==== Records
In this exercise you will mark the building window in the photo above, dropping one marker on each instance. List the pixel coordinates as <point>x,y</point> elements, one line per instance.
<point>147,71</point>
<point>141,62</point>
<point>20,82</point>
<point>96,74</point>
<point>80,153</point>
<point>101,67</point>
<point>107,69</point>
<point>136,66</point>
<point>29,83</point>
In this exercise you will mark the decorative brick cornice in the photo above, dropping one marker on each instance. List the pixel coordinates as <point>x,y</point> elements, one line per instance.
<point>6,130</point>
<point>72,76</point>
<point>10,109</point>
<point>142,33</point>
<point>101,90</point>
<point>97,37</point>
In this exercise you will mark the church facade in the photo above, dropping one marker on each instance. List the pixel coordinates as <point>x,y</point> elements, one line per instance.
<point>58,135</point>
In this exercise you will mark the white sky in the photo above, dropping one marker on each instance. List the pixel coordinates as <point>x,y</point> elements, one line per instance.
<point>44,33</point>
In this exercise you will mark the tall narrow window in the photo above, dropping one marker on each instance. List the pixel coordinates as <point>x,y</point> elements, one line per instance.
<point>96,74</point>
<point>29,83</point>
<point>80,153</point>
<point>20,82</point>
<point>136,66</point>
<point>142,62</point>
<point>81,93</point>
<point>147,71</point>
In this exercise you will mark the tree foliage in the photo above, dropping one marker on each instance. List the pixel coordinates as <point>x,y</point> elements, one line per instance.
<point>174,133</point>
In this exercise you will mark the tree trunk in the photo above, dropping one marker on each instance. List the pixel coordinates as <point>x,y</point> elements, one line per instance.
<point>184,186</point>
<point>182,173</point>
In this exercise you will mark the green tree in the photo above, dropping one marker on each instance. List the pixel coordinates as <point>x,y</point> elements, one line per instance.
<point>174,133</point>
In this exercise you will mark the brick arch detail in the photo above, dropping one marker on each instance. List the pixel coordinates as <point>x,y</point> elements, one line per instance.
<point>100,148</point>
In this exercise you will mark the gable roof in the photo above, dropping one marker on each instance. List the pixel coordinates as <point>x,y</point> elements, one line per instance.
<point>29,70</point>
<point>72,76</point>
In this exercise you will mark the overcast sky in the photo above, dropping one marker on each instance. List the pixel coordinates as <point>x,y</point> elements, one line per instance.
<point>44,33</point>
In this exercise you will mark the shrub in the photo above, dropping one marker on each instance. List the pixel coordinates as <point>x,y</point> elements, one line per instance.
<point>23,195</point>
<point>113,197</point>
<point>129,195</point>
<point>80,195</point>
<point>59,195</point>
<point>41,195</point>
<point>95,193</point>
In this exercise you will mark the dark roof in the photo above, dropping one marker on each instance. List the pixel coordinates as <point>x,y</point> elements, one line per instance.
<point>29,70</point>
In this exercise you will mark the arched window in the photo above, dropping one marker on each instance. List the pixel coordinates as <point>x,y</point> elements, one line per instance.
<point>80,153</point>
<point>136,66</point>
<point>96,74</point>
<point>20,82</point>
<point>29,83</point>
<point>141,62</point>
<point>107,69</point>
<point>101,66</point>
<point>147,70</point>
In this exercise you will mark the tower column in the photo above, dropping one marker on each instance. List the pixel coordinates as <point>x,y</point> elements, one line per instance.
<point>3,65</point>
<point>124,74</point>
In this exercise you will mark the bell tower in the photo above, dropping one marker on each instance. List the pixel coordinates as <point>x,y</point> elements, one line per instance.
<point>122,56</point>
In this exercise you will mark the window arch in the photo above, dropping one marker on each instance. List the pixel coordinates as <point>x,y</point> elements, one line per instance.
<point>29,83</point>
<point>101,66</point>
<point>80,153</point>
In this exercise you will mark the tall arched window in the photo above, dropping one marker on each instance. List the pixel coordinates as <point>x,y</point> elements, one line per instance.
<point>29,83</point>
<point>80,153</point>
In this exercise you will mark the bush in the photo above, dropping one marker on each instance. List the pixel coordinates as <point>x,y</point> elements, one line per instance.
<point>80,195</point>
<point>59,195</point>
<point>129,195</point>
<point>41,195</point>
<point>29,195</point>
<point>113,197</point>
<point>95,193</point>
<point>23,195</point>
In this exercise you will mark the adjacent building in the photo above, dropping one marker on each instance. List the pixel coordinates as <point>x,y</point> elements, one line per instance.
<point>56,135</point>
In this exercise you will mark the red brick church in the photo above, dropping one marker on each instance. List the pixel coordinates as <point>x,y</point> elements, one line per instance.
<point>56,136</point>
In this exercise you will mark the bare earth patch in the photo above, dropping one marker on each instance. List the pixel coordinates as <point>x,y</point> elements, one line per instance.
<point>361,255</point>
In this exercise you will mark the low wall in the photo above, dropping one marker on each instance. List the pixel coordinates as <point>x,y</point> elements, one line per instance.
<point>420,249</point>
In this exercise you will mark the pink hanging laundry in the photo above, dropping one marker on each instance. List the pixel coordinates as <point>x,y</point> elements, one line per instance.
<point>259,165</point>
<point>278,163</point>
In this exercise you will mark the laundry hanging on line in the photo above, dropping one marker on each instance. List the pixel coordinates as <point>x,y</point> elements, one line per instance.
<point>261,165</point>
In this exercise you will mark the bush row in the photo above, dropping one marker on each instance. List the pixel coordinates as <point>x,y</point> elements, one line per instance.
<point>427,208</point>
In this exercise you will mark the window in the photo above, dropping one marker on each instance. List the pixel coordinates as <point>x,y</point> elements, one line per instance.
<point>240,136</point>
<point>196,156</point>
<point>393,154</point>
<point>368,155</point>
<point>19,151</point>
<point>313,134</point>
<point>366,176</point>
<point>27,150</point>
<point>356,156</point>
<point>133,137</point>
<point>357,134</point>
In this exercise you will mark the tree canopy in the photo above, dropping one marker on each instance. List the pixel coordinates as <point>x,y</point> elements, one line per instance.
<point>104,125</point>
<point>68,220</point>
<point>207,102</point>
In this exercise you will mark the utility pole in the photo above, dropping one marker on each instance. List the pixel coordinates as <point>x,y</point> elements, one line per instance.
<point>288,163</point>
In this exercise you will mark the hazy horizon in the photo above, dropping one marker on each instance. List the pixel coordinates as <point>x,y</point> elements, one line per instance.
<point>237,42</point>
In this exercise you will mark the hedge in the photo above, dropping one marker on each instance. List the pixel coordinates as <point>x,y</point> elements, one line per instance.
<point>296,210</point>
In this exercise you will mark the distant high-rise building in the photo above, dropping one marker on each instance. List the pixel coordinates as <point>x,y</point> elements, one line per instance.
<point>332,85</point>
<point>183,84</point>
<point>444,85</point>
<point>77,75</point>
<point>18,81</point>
========
_Exercise description_. Scale the lines starting with the line containing "In this exercise you will mark the tower" and going on through the line containing "<point>124,74</point>". Reproduce all of them, requests included, but multiply every point coordinate in the answers by 2.6, rounding each result to a whole number with halves rounded up.

_Output for this exercise_.
In this exercise you will mark the tower column in the photo above, dropping one marker on each instance. List the pixel coordinates as <point>x,y</point> elements, one line per instance.
<point>8,169</point>
<point>322,192</point>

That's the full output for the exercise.